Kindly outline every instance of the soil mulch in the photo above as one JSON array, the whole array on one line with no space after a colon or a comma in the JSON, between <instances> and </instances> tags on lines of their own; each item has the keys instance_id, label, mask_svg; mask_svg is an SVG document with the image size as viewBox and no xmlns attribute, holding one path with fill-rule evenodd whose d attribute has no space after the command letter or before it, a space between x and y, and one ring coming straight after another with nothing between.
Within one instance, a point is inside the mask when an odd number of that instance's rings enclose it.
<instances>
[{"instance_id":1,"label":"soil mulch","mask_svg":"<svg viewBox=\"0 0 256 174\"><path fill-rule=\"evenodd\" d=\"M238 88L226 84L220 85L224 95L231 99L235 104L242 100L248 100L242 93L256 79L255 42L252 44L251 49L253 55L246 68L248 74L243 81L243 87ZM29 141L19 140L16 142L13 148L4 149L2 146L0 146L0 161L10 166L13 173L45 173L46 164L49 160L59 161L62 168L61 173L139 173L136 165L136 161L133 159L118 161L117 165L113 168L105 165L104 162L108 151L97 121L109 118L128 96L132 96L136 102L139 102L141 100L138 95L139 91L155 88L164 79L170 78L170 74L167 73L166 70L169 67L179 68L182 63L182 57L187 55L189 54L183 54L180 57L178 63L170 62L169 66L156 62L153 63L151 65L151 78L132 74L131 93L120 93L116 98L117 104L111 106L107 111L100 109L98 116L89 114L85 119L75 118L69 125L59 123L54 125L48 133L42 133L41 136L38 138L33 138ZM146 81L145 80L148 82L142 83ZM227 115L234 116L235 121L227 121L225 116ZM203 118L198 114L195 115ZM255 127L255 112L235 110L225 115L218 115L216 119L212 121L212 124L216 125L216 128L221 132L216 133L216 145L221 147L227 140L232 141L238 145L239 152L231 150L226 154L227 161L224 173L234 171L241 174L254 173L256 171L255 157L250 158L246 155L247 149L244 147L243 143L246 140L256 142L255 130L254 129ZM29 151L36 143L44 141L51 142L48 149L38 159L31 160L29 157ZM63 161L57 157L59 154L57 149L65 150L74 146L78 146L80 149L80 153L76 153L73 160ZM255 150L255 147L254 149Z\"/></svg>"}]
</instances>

● **Exercise description**
Arrange every line of the records above as a JSON list of strings, one string per line, leaving out blank lines.

● **Exercise result**
[
  "Kindly outline every instance of the soil mulch in the photo above as one JSON array, the whole array on one line with no space after a colon or a comma in the JSON, between <instances> and </instances> tags on lines of their own; each item has the keys instance_id, label, mask_svg; mask_svg is an SVG document with the image size as viewBox and no xmlns attribute, holding one path with fill-rule evenodd whose d attribute has no space after the command letter or before it, a space between x and y, and one ring coming straight after another with nothing between.",
  "Within one instance, a point is inside the mask when an odd number of that instance's rings enclose it.",
  "<instances>",
  "[{\"instance_id\":1,\"label\":\"soil mulch\",\"mask_svg\":\"<svg viewBox=\\\"0 0 256 174\\\"><path fill-rule=\\\"evenodd\\\" d=\\\"M238 88L226 84L220 85L224 95L231 99L235 104L242 100L248 100L242 93L256 79L255 42L252 44L251 49L253 55L246 68L248 74L243 81L243 87ZM29 141L19 140L16 142L13 148L4 149L2 146L0 146L0 161L10 166L13 173L45 173L46 164L49 160L59 161L62 168L61 173L139 173L136 165L136 161L133 159L118 161L117 165L113 168L105 165L104 162L108 151L97 121L109 118L128 96L132 96L136 102L139 102L141 100L138 95L139 91L155 88L164 79L170 78L170 74L167 73L166 70L169 67L179 68L182 63L182 57L187 55L189 54L183 54L180 57L178 63L170 62L169 66L156 62L153 63L151 65L151 78L132 74L131 93L120 93L116 98L117 104L111 106L107 111L100 109L98 116L89 114L85 119L75 118L69 125L59 123L54 125L48 133L42 133L41 136L38 138L33 138ZM146 81L145 80L148 82L142 83ZM227 115L234 116L235 121L227 121L225 116ZM203 118L198 114L195 115ZM255 127L255 112L235 110L225 115L218 115L216 119L212 121L212 124L216 125L216 128L221 132L216 133L216 145L221 147L227 140L232 141L238 145L239 152L231 150L226 154L227 161L224 173L234 171L241 174L254 173L256 171L255 157L250 158L246 155L247 149L244 147L243 143L246 140L256 142L255 130L254 129ZM29 151L36 143L44 141L51 142L48 149L38 159L31 160L29 157ZM63 161L57 157L59 154L57 149L65 150L74 146L78 146L80 149L80 153L76 153L73 160ZM255 150L255 147L254 149Z\\\"/></svg>\"}]",
  "</instances>"
]